Stated task → Gather each line in the listing below that contains the string "roof". Case counts.

Data shown →

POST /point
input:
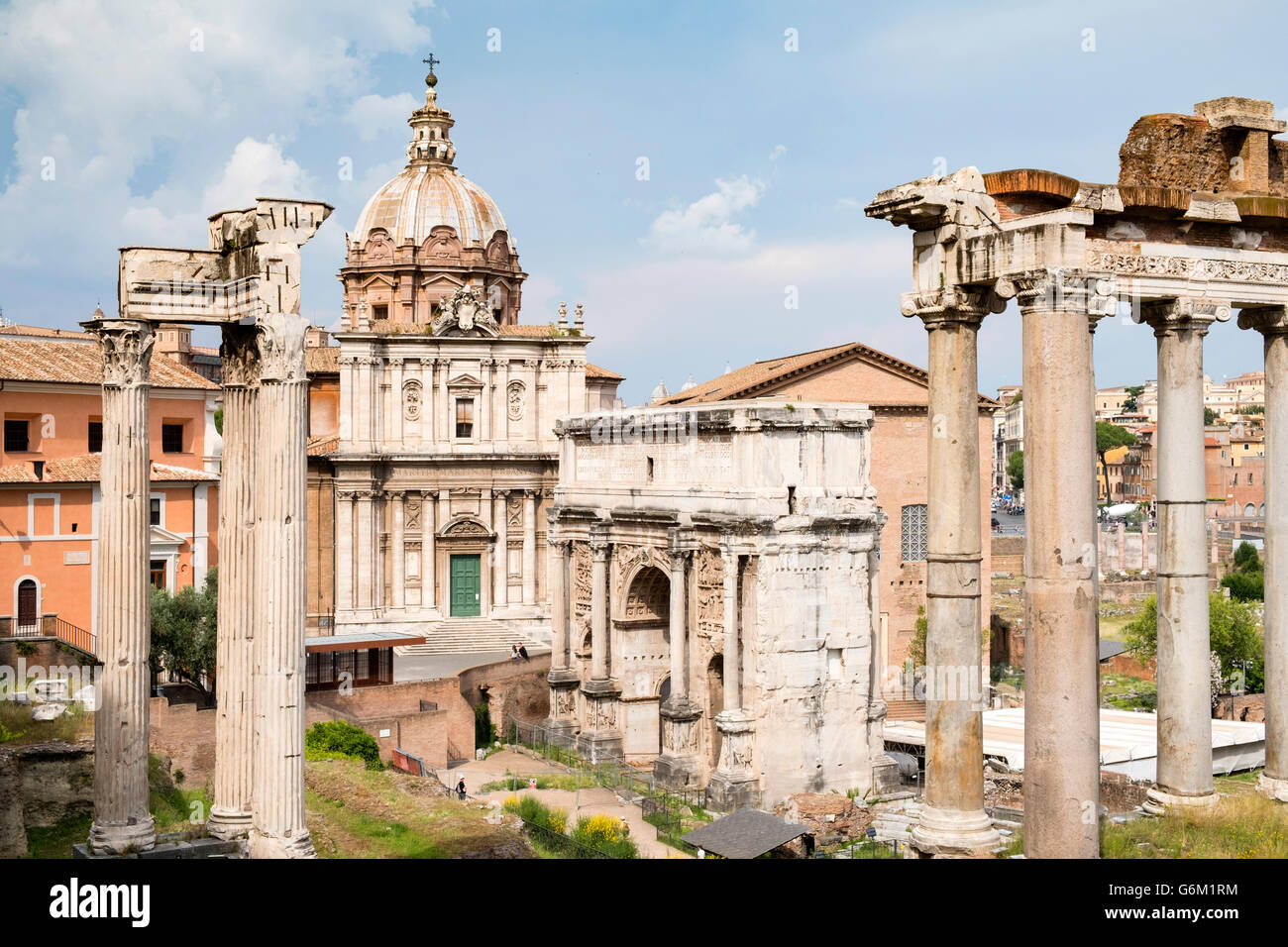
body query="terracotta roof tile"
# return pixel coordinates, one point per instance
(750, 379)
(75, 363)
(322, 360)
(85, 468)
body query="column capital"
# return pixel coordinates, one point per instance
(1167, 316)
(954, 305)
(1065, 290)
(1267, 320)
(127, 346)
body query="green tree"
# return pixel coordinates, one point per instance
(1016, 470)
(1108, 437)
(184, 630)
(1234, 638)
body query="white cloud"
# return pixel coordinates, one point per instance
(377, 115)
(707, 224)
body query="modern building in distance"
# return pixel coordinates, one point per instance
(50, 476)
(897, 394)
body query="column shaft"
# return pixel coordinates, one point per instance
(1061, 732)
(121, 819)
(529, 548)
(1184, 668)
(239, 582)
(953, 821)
---
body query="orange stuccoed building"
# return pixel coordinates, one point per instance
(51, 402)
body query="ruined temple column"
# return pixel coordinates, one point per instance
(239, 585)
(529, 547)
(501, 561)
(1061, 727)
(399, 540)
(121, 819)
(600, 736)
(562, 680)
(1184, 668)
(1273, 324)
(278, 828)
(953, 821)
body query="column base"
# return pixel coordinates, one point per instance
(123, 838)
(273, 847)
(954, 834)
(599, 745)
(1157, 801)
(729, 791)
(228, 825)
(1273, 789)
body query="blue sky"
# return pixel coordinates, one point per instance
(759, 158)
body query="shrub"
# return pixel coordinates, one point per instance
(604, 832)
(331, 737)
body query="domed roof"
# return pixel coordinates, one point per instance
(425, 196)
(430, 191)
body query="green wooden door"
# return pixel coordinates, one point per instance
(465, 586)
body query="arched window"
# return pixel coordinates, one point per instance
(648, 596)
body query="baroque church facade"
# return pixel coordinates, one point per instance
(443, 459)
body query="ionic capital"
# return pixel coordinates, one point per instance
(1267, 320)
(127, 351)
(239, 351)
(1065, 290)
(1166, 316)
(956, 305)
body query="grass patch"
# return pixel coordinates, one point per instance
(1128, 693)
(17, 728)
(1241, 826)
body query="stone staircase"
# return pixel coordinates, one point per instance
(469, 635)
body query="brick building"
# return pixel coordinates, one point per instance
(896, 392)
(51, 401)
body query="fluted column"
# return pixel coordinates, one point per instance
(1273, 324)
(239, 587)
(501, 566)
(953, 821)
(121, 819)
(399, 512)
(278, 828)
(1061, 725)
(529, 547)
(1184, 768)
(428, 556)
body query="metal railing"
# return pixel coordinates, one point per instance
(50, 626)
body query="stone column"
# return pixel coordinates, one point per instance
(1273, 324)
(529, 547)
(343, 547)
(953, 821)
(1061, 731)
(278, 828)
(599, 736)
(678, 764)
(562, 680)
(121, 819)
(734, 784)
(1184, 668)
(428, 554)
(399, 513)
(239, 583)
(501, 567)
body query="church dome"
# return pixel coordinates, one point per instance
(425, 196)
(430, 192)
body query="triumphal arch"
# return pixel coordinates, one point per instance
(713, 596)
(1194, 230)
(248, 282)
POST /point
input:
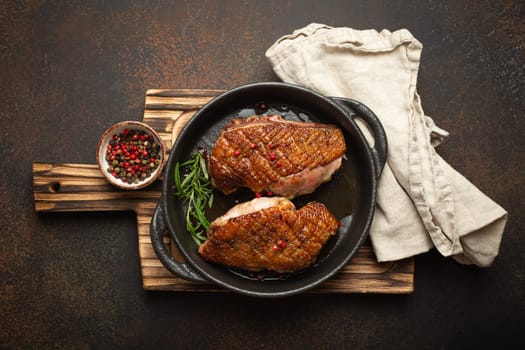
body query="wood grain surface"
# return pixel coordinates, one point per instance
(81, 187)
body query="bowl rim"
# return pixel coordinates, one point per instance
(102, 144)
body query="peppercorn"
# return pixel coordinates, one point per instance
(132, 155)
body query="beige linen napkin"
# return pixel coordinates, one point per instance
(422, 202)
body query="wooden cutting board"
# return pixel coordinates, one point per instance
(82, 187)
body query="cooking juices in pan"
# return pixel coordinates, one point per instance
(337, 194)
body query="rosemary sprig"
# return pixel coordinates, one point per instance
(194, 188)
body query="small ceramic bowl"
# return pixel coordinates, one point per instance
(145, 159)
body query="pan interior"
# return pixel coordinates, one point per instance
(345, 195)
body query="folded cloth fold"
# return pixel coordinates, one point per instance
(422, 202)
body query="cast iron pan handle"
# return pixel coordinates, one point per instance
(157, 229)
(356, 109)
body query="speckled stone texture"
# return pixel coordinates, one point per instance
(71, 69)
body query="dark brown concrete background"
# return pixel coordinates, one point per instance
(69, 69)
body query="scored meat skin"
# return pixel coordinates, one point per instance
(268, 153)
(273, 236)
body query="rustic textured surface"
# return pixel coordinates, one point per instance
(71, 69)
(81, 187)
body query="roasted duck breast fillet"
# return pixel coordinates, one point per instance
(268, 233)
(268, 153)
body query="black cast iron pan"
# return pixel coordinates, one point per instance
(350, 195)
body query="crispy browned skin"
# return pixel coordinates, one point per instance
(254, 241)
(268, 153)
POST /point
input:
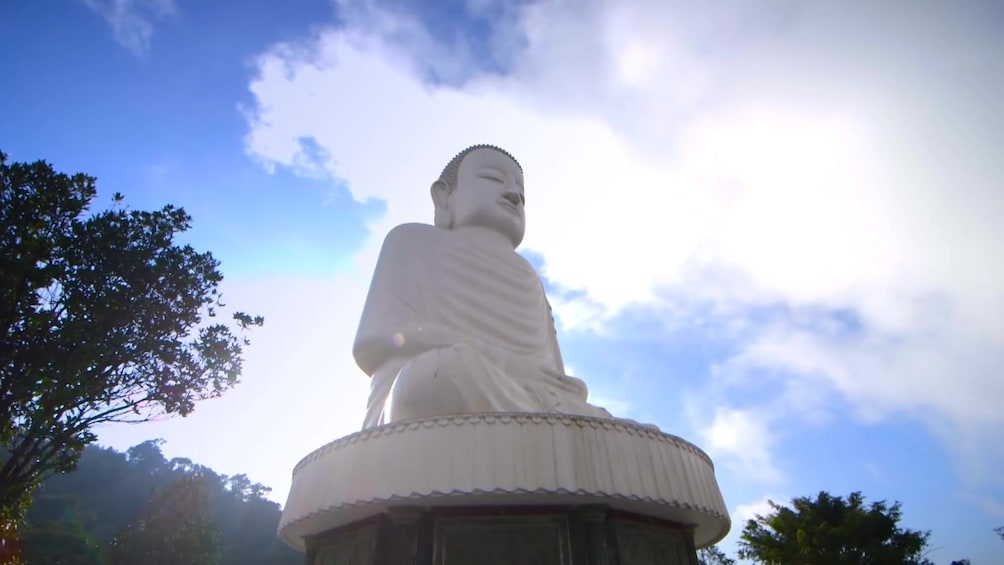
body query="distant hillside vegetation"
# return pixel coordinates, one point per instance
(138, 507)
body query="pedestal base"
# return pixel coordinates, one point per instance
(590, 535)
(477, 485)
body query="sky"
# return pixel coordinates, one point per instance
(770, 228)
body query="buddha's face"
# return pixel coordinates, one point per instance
--
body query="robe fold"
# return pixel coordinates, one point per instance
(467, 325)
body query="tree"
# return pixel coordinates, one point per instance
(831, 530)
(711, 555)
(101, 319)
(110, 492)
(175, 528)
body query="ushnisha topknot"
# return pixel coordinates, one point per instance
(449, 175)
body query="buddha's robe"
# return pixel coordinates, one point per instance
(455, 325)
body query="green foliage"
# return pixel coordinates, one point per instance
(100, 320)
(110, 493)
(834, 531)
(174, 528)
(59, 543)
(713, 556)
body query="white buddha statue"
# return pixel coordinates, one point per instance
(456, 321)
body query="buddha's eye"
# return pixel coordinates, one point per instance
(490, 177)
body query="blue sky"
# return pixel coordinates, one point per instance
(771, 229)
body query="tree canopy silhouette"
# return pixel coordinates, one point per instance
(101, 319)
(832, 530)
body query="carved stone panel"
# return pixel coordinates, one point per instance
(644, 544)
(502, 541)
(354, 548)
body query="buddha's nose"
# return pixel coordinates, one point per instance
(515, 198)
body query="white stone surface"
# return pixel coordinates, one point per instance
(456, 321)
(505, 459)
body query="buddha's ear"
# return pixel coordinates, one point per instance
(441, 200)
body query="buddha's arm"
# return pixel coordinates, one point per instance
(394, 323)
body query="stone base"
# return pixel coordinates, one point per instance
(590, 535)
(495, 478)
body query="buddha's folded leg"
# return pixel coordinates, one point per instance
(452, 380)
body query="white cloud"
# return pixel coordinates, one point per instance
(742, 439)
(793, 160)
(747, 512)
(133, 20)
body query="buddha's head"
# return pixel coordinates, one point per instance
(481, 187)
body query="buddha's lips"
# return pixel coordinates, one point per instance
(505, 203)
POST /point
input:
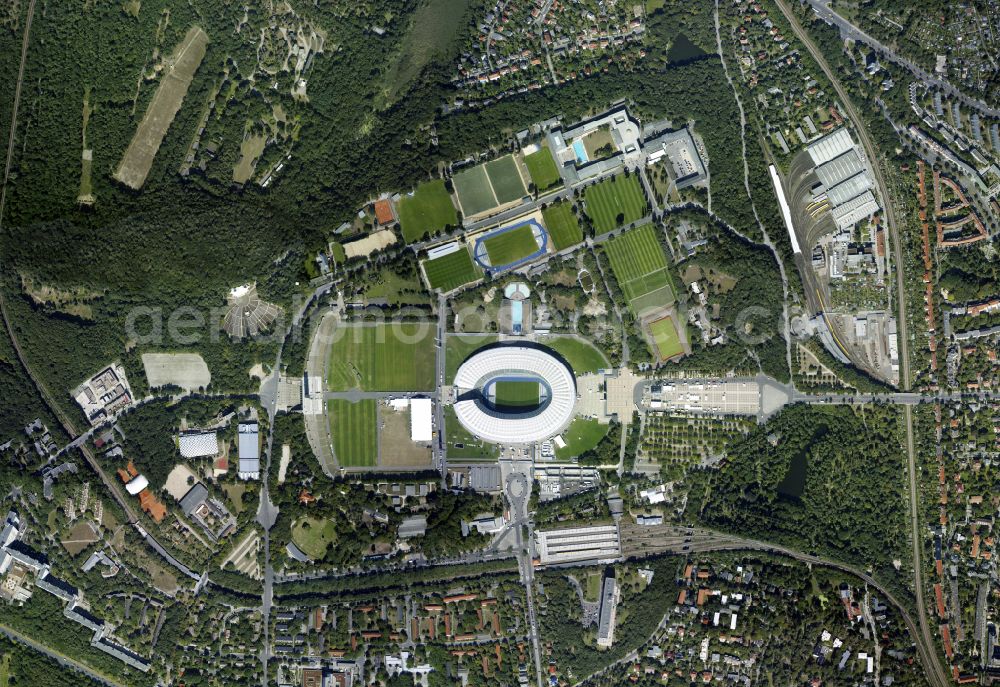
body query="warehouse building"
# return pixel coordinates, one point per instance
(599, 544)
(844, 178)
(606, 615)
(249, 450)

Exercise output →
body query="terracotta roof tile"
body query="domed roof"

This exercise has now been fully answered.